Give back only the lines from the one containing "the black suit" through the one containing "point(227, 37)", switching "camera-trap tally" to "wildlife count" and changing nothing else.

[START]

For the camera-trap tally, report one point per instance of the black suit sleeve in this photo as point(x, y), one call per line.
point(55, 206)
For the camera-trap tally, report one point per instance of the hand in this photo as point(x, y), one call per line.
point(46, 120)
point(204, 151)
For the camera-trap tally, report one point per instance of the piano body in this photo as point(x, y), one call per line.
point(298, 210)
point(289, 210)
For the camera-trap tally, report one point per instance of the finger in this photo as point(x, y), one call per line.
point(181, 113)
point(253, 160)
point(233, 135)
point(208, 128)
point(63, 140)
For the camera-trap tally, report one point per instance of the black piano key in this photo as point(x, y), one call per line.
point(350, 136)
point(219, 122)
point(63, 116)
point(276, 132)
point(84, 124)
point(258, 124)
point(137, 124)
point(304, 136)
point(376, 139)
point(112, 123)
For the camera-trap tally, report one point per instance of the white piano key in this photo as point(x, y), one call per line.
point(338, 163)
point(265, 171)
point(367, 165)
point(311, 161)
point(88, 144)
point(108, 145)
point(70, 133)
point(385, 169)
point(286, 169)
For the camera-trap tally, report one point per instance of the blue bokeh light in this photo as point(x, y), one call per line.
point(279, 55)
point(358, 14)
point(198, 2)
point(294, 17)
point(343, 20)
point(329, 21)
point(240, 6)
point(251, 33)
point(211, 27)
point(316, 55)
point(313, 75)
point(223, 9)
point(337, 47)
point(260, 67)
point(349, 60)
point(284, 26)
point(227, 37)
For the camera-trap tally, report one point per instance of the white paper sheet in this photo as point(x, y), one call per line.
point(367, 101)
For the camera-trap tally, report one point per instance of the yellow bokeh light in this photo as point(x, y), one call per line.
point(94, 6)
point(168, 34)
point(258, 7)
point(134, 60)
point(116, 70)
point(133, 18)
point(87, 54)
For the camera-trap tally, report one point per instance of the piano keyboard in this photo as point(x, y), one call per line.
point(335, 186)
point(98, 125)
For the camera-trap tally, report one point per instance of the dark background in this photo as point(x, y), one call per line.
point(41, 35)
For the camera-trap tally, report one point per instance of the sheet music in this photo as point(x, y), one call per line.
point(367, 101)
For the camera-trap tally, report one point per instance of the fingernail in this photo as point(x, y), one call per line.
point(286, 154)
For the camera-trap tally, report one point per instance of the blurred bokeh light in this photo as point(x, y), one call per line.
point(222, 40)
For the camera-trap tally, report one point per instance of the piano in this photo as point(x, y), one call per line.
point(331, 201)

[END]
[START]

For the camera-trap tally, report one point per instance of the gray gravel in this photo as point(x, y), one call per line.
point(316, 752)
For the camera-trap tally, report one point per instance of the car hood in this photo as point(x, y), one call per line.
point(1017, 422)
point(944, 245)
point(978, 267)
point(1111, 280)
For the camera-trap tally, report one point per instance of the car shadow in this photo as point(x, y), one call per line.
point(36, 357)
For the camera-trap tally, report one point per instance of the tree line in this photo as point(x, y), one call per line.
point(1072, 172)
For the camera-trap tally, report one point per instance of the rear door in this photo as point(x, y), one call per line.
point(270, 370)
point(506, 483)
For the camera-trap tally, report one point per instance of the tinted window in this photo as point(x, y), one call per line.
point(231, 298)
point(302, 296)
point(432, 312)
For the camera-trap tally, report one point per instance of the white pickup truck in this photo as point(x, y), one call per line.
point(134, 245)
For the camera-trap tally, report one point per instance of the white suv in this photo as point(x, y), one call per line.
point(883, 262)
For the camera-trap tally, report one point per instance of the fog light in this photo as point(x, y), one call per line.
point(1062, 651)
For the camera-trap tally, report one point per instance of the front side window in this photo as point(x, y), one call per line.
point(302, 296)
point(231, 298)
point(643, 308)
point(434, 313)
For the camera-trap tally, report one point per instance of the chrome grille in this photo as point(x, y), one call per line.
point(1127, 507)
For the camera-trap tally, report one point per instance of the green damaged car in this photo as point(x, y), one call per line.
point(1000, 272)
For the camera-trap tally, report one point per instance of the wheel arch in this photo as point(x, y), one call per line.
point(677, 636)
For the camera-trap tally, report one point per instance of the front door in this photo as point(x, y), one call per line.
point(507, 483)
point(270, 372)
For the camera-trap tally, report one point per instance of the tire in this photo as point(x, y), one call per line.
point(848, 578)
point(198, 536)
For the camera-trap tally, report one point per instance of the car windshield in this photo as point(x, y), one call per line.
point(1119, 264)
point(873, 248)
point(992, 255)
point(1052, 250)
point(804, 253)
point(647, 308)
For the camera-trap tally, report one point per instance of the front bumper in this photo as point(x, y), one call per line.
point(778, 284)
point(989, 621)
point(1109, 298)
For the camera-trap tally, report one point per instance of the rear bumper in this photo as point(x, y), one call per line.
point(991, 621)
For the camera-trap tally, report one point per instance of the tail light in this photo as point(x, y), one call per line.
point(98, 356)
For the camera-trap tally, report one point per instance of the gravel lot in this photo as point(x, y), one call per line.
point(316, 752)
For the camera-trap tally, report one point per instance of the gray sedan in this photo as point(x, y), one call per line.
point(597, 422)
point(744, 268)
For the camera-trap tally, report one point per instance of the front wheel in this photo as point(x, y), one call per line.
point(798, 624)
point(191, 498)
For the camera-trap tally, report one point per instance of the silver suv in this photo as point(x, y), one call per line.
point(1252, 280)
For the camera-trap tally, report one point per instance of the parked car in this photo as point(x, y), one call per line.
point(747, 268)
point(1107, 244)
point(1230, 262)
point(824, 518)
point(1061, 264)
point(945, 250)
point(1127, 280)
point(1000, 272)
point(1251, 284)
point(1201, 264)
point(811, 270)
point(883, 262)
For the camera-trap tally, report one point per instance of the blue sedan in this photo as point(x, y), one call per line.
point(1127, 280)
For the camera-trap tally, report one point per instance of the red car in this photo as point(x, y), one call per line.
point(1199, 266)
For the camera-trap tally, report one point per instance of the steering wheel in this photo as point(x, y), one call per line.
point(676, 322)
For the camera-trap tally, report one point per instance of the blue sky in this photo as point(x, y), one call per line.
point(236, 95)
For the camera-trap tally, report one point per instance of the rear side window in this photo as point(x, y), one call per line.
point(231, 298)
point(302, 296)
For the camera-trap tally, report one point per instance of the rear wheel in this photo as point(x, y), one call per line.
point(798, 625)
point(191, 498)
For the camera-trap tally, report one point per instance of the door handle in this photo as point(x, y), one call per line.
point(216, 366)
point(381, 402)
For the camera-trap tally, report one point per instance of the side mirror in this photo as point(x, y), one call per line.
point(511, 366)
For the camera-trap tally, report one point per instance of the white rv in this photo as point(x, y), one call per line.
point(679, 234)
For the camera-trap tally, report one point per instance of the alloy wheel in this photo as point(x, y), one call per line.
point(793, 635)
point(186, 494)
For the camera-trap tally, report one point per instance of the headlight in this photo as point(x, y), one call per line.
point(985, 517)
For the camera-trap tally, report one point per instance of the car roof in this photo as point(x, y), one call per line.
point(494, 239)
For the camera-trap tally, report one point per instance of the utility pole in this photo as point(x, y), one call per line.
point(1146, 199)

[END]

- **COMPLETE RESPONSE**
For the wildlife count, report one point per instance of the black suit sleeve in this photo as point(x, y), one call per line.
point(55, 206)
For the wildlife count, report one point per instance of the hand in this photo as point(x, y), one call per line.
point(46, 120)
point(204, 151)
For the wildlife count, report one point per instance of the piano body in this photo as point(x, y), one call per line.
point(298, 210)
point(289, 210)
For the wildlife count, report one point per instance of the finger in this photo as point(x, y), one call per line.
point(181, 113)
point(253, 160)
point(233, 135)
point(208, 128)
point(63, 140)
For the wildlife count, report one point per instance of the black piano key in this photo as point(x, y), one call per line.
point(350, 136)
point(219, 122)
point(63, 116)
point(276, 132)
point(84, 124)
point(258, 124)
point(137, 124)
point(304, 136)
point(376, 139)
point(112, 123)
For the wildlife count, report one point per instance of the white piano key in this photo as point(x, y), one call per line.
point(338, 163)
point(265, 171)
point(367, 165)
point(311, 161)
point(88, 144)
point(108, 145)
point(70, 133)
point(385, 169)
point(286, 169)
For the wildlife count, report one point per instance of the blue bokeh light in this photo as point(x, y), one call per line.
point(279, 55)
point(358, 14)
point(198, 2)
point(294, 17)
point(343, 20)
point(329, 21)
point(240, 6)
point(251, 33)
point(211, 27)
point(316, 55)
point(313, 75)
point(223, 9)
point(337, 47)
point(260, 67)
point(349, 60)
point(284, 26)
point(227, 37)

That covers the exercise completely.